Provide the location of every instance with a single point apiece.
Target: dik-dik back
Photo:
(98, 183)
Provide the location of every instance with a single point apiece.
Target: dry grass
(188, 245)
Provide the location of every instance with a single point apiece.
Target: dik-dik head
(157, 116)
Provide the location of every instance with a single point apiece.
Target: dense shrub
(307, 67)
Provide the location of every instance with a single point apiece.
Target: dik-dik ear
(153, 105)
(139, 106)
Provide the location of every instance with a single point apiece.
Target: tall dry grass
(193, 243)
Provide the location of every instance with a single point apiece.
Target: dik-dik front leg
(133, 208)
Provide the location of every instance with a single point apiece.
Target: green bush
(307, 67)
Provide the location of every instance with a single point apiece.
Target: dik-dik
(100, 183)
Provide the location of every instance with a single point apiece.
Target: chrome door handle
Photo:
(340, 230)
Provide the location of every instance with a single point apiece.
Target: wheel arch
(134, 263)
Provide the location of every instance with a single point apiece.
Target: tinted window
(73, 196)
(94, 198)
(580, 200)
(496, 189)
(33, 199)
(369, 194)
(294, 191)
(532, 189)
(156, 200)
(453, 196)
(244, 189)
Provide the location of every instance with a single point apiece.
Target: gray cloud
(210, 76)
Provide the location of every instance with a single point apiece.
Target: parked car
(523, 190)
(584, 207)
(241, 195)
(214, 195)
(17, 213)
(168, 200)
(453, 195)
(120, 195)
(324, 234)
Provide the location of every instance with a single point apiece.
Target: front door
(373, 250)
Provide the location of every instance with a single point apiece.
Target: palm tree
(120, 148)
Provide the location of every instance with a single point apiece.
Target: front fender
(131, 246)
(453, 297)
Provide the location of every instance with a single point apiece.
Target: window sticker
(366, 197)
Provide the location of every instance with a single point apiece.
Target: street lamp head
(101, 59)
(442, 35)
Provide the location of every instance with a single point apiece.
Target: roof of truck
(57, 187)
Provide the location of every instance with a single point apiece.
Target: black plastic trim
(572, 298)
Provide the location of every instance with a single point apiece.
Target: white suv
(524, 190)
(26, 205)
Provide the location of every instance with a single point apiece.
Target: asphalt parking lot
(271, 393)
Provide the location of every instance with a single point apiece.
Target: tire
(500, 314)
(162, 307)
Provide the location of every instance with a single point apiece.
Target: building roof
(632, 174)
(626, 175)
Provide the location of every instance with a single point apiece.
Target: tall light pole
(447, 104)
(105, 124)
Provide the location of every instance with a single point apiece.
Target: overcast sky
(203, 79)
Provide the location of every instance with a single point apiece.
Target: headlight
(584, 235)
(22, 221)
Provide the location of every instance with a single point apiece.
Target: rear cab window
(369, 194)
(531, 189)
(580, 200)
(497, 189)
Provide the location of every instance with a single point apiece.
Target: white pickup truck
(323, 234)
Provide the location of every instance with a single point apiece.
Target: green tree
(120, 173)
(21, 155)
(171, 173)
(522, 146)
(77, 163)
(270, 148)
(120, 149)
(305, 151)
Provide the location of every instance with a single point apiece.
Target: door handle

Required action:
Please give back the listing in full; each line must match exactly.

Response area:
Provide the location of every instance with a single point apiece.
Target: dik-dik back
Photo:
(98, 183)
Provide the location of every instance with a single point apiece.
Target: dry grass
(188, 245)
Provide the location of every instance with a single point apiece.
Target: dik-dik head
(157, 116)
Provide the location of every instance with a single point apiece.
Target: dense shrub
(307, 67)
Provide the location of every instance with a single point apiece.
Target: dik-dik ear
(153, 105)
(139, 106)
Provide the location of every instance with a single point apiece.
Target: tall dry grass
(193, 243)
Provide the location of every instance with a single point apiece.
Target: dik-dik front leg
(133, 208)
Provide the location of every instance with a single point apiece.
Target: green bush
(307, 67)
Provide the location of every instance with a single point apiece.
Target: dik-dik
(100, 183)
Provide the location of every instance with a single point apiece.
Target: chrome door handle
Photo:
(340, 230)
Provide the location of every instance with a single point apiece.
Target: wheel arch
(134, 263)
Provide the location of every instance with a single point apiece.
Target: tinted window
(73, 196)
(94, 198)
(580, 200)
(496, 189)
(33, 199)
(369, 194)
(294, 191)
(532, 189)
(156, 200)
(453, 196)
(244, 189)
Provide the location of every instance with a single point apiece.
Target: gray cloud
(210, 76)
Provide the location of every instance with a single point apiece.
Target: parked car
(523, 190)
(584, 207)
(241, 195)
(214, 195)
(17, 213)
(168, 200)
(453, 195)
(120, 195)
(324, 234)
Provide the location of every instance with a single point apiece.
Target: front door
(373, 250)
Provide the location of every instance with a single point apiece.
Target: palm tree
(120, 148)
Provide the location of every instance with a single point apiece.
Target: front fender
(131, 246)
(453, 297)
Provide the location of every instance with a single point apiece.
Target: window sticker
(366, 197)
Provide the location of every instance with a single point apiece.
Target: street lamp head
(101, 59)
(442, 35)
Provide the location of every instance with a single point apiece.
Target: roof of truck
(57, 187)
Provide the location of every instance with a single point apiece.
Target: black plastic trim
(572, 298)
Provide the location of every instance with a single point apiece.
Target: white suv
(524, 190)
(26, 205)
Provide the location of every instance with a single point apiece.
Target: asphalt parking lot
(271, 393)
Provide the location of every instance with a single point apiece.
Target: tire
(500, 314)
(162, 307)
Provide the location of every instance with a single point apiece.
Target: building roof
(632, 174)
(626, 175)
Provide the location of every instance with a single point apiece.
Target: tall light pole
(447, 104)
(105, 124)
Provide the location of every instance with a single point apiece.
Target: overcast sky
(203, 79)
Provide the location of every instance with a single point apiece.
Target: headlight
(584, 235)
(22, 221)
Provide the location of every instance with a single point apiece.
Target: rear cab window
(369, 194)
(531, 189)
(580, 200)
(497, 189)
Provide the location of every instance with a single point apiece.
Target: white pickup truck
(323, 234)
Provide the location of every instance with a single point apiece.
Target: green tree
(120, 173)
(21, 155)
(171, 173)
(522, 146)
(77, 163)
(270, 148)
(120, 149)
(305, 151)
Provide the location of every instance with a single point apiece.
Target: door handle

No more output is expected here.